**TASK ITEM A:** In the recap about the Cerberus Android malware, how does the malware confirm that the infected target is a real device?
**TASK ITEM B:** Write the next part of the recap about the Cerberus Android malware, continuing after its final sentence.

Recap from the September 26th, 2019 CISO/Security Vendor Relationship Podcast

by Lydia Pert

You have probably heard about some Android Trojans like Anubis, Red Alert 2.0, GM bot, and Exobot — these pesky viruses have already made their rounds and done a fair share of damage. Although they are no longer circulating in the malware-as-a-service realm, a new version with similar capabilities has appeared on the Internet, offering Android bot rental services to anyone with the desire to buy.

This new Android malware is called Cerberus, and it steals credentials by using a downloaded fake app. This malware avoids detection by using the phone’s accelerometer to confirm that the infected target is a real device — and not on the screen of a security analyst. The app actually counts a number of physical footsteps taken by the phone’s owner, and deploys once the required number has been reached. According to ESET researcher Lukas Stefanko, more than 560,000 users have downloaded Cerberus infected apps onto their phones.

(Data extracted from a collection)
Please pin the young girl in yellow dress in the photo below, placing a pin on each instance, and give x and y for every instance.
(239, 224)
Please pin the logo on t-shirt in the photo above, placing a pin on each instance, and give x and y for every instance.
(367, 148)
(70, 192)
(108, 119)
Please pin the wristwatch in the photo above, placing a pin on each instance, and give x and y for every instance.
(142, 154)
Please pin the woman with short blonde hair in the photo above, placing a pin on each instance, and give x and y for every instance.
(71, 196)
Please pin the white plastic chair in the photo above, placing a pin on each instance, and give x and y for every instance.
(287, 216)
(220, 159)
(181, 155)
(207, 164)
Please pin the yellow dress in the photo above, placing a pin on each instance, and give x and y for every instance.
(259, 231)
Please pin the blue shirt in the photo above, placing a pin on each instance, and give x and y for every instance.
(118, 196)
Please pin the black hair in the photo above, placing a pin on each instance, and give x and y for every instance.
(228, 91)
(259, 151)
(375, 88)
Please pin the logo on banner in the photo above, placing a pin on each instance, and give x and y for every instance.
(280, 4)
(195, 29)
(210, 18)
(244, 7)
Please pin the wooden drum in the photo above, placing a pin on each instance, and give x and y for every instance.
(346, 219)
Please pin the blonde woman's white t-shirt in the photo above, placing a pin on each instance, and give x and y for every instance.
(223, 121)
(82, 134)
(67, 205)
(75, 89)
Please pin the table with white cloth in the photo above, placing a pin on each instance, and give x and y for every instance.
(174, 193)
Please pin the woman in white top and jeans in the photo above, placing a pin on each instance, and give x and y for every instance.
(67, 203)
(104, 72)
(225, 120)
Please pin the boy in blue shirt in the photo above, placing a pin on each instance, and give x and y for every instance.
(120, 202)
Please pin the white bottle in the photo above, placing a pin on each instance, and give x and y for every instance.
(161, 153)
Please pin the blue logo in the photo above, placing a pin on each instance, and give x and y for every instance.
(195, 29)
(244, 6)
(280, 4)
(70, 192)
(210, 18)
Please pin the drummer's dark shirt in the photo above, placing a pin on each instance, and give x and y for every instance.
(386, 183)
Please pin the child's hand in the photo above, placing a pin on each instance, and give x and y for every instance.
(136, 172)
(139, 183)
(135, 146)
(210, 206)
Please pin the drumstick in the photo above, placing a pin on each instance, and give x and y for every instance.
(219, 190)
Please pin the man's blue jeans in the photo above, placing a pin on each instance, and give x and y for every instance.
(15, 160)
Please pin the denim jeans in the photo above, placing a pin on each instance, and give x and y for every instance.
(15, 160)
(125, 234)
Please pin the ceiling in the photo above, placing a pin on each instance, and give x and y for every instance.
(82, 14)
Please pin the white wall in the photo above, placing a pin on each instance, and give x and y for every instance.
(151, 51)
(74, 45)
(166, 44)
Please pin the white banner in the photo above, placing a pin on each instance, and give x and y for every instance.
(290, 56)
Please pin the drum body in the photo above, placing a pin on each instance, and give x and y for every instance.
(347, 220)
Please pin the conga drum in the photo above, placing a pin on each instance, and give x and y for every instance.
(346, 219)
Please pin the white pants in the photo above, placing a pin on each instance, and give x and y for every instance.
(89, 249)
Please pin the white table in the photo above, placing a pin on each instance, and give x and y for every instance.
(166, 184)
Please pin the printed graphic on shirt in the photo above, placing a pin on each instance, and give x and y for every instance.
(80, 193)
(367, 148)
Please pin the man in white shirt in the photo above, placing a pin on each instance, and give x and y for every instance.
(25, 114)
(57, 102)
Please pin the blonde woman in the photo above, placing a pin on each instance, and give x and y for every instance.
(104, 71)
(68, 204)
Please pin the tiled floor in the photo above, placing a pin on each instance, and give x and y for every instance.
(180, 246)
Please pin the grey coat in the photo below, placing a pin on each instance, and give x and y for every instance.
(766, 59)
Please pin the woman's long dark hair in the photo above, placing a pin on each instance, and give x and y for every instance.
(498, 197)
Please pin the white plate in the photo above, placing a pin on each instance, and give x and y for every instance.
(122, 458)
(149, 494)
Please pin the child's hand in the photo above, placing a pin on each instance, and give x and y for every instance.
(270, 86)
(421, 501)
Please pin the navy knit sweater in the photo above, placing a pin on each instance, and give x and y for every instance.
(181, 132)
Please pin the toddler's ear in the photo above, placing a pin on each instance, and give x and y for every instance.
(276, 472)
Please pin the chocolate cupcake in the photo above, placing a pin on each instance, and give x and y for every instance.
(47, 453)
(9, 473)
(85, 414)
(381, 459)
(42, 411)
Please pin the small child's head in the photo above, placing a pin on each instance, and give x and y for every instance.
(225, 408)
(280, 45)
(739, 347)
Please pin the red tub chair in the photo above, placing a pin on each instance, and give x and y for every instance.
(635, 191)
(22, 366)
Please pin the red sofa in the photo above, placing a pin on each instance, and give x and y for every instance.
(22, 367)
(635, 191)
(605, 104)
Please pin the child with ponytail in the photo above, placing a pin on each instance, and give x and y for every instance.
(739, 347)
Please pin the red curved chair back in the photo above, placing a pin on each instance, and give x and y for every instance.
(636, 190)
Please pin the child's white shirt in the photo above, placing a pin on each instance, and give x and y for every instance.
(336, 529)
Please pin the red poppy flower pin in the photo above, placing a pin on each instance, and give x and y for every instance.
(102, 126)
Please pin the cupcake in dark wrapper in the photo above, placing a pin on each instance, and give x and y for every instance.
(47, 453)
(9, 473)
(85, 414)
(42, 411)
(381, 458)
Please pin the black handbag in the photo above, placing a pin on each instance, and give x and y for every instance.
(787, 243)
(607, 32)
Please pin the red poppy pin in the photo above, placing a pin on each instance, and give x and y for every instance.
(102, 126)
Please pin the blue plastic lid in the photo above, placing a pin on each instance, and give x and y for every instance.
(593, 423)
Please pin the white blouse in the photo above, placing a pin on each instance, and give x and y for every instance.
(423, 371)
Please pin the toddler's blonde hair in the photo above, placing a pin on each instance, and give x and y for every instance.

**EXERCISE OUTPUT A:** It uses the phone's accelerometer to count the owner's physical footsteps and deploys once the required number is reached.

**EXERCISE OUTPUT B:**
Cerberus gains accessibility permission by masquerading itself as Flash Player Service. If permission is granted, the malware automatically registers the compromised device to its command-and-control server, allowing the buyer/attacker to control the device remotely. Here’s a shortlist of what this malware can do:

  1. take screenshots
  2. record audio
  3. record keylogs
  4. steal contact lists
  5. forward calls
  6. collect device information
  7. track device location
  8. steal account credentials

According to The Hacker News, Cerberus lets attackers launch screen overlay attacks from its remote dashboard to steal users' credit card numbers, banking credentials, and passwords. As Swati Khandelwal explained, “In screen overlay attack, the Trojan displays an overlay on top of legitimate mobile banking apps and tricks Android users into entering their banking credentials into the fake login screen, just like a phishing attack.”

This might sound like a consumer issue, but it is wildly relevant to businesses as well because this malware can spread from a single infected device, throughout the entire organizational network. When an employee downloads or installs an infected app or piece of software, the malware can spread throughout the entire device. Once the malware enters the computer, it attaches itself to different files and overwrites the data, and can even travel within the network and infect other connected devices. Just like a sick employee can get the entire office sick, and infected device can cause major issues for the whole business.

Preventing Cerberus

There is no 100% secure way of preventing malware like Cerberus, which means companies must continue to rely on the conjoined forces of their own infosec team paired with an as-a-service specialists to watch for exploitable weaknesses that hide in plain sight. Business leaders should also take the time to get employees caught up on good cyber practices:

  1. Don’t download questionable apps.
  2. Remove unused software and programs.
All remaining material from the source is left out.